Given task:
Transcribe everything in the data word for word. Pictures are left out.

(Entries from a pointing dataset)
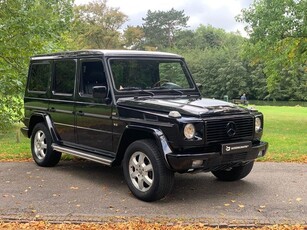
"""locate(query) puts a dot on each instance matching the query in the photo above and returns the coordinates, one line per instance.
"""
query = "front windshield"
(149, 74)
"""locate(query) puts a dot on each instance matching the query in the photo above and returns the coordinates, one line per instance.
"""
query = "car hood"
(185, 106)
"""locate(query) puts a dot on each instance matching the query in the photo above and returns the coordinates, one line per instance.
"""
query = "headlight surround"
(258, 125)
(189, 131)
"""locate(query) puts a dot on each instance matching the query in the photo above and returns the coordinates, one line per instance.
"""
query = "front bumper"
(214, 160)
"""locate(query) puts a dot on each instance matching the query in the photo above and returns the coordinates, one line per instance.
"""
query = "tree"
(161, 27)
(277, 31)
(26, 28)
(97, 26)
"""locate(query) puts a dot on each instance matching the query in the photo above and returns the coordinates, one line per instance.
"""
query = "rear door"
(61, 106)
(93, 116)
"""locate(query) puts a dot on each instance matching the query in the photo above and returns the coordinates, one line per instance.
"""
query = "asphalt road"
(274, 193)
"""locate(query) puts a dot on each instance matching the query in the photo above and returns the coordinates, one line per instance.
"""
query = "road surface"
(77, 191)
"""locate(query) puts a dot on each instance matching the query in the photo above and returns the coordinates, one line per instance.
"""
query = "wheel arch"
(133, 133)
(46, 119)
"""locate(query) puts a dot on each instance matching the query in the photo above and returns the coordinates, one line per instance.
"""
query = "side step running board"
(89, 156)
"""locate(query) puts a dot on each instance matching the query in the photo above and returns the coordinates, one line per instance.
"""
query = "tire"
(42, 152)
(145, 172)
(235, 173)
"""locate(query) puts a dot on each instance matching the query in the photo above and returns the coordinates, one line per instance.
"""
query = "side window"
(39, 77)
(92, 74)
(64, 79)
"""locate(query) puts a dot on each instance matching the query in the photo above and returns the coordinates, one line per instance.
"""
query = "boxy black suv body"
(138, 109)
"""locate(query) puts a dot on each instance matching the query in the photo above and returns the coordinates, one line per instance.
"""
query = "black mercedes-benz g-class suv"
(138, 109)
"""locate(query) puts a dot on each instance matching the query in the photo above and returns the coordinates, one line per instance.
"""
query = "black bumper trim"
(213, 160)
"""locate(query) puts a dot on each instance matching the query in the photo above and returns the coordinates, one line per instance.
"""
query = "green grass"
(13, 145)
(285, 128)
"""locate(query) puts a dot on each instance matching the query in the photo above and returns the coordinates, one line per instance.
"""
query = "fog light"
(197, 163)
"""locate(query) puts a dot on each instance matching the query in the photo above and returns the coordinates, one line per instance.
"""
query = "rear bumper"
(214, 160)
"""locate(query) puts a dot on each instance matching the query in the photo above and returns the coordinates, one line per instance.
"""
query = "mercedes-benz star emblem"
(231, 129)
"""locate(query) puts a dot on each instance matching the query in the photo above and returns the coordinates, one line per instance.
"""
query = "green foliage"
(161, 27)
(26, 28)
(285, 130)
(97, 26)
(278, 40)
(133, 37)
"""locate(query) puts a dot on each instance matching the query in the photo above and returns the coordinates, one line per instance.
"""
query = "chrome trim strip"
(85, 155)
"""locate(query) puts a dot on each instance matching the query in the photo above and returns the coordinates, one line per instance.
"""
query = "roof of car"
(106, 53)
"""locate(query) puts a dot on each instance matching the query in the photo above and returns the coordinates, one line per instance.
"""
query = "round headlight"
(189, 131)
(258, 125)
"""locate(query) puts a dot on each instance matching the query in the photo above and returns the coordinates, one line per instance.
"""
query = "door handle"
(80, 113)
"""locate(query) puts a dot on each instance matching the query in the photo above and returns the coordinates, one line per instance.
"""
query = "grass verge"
(285, 129)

Answer to this task:
"""locate(query) puts a dot on each instance matching the query in the photo above and returns the coordinates, one line per instance.
"""
query = "front windshield"
(149, 74)
"""locate(query) puts a dot on each instance matching the query in the photo above and returns the coordinates, one line per instance.
"""
query = "car hood"
(185, 106)
"""locate(query) puts a dot on each instance matching the query in the photo above and returns the coordinates, one line per instance.
"""
query = "headlight surround"
(258, 125)
(189, 131)
"""locate(query) puts a dot on each instance matching the query in the photo above and returns the coordinates, one line per instance.
"""
query = "front bumper"
(214, 160)
"""locate(query) puts a dot on each instance matching the query in the photo above and returns the coordinates, one line per instance.
"""
query = "tree"
(161, 27)
(277, 31)
(26, 28)
(97, 26)
"""locate(query) puts a dot on each instance matching the query in the photo above and returns the coordinates, one line per instance.
"""
query = "rear door"
(61, 106)
(93, 116)
"""locate(query) puts a dot on each instance matching the query in the photo above and returns the coordinates, one line per instance.
"""
query = "asphalt road"
(274, 193)
"""locate(query) puts a dot on each instance matching the query in the photo above and returns the coordinates, one line per instance.
"""
query = "road surface"
(77, 191)
"""locate(query) puts a dot on each instance matching the query in the photo above and returns the coordinates, one line per instance.
"""
query = "wheel arch"
(133, 133)
(46, 119)
"""locate(query) puts a dot on each instance matching the query in the photo above and returns the coordinates, one line per instance.
"""
query = "side step running board"
(89, 156)
"""locate(query) puts a dot on each instance matching the query in the photo above and returns the coordinates, one line per instance.
"""
query = "tire"
(42, 152)
(145, 172)
(235, 173)
"""locate(query) puts a dot on each instance matching the query in the photo above and returns the coordinates, one line per instance.
"""
query = "side window"
(39, 77)
(92, 74)
(64, 79)
"""locate(query) puts a dot on each instance matching the query in the photo above and returns the coordinates, one line per instance.
"""
query = "boxy black suv body"
(138, 109)
"""locate(query) puts a dot on each instance matching the query in the photo above and returns the coordinates, one line per instance.
"""
query = "black mercedes-benz g-class suv"
(138, 109)
"""locate(query) puts a dot on each instance matching the query in the photo above and returns the coordinates, one line per instance.
"""
query = "black bumper trim"
(213, 160)
"""locate(query) puts a dot on each instance matching the query in the photo above and returns the coordinates, one line per instance.
"""
query = "green grass"
(13, 145)
(285, 128)
"""locate(query) puts a dot on each instance matching the query in the photo above and returns the coordinates, one line per instance.
"""
query = "fog light"
(197, 163)
"""locate(query) puts a dot on each instance matching the query in the photo above and returns the coordinates, one line per instance.
"""
query = "rear bumper"
(214, 160)
"""locate(query) puts a dot on each instance matching the query in the photo above and returns the coordinates, one line per instance.
"""
query = "mercedes-benz star emblem"
(231, 129)
"""locate(query) puts a dot on each instance matching the query in the photo above and returns the coordinates, one line per instance.
"""
query = "green foliage"
(161, 27)
(26, 28)
(285, 130)
(97, 26)
(278, 40)
(133, 37)
"""locate(query) puts a dot on each instance matching the query in the photo above and returns the coordinates, one line per instance.
"""
query = "chrome trim strip"
(85, 155)
"""locate(query) puts a dot on each instance matching the query in the photo above and returns the coordinates, one line per instance.
"""
query = "roof of car"
(106, 53)
"""locate(query) puts a dot on each instance matching the query in the photo above and returns the coordinates, one line per instance.
"""
query = "round headlight"
(189, 131)
(258, 125)
"""locate(query) puts a dot on each instance matching the query in the photo above and returns the coordinates, one line per instance.
"""
query = "door handle"
(80, 113)
"""locate(query) puts a dot on each instance matching the query in the photo above and returns the coordinates, one line per instance.
"""
query = "grass verge"
(285, 129)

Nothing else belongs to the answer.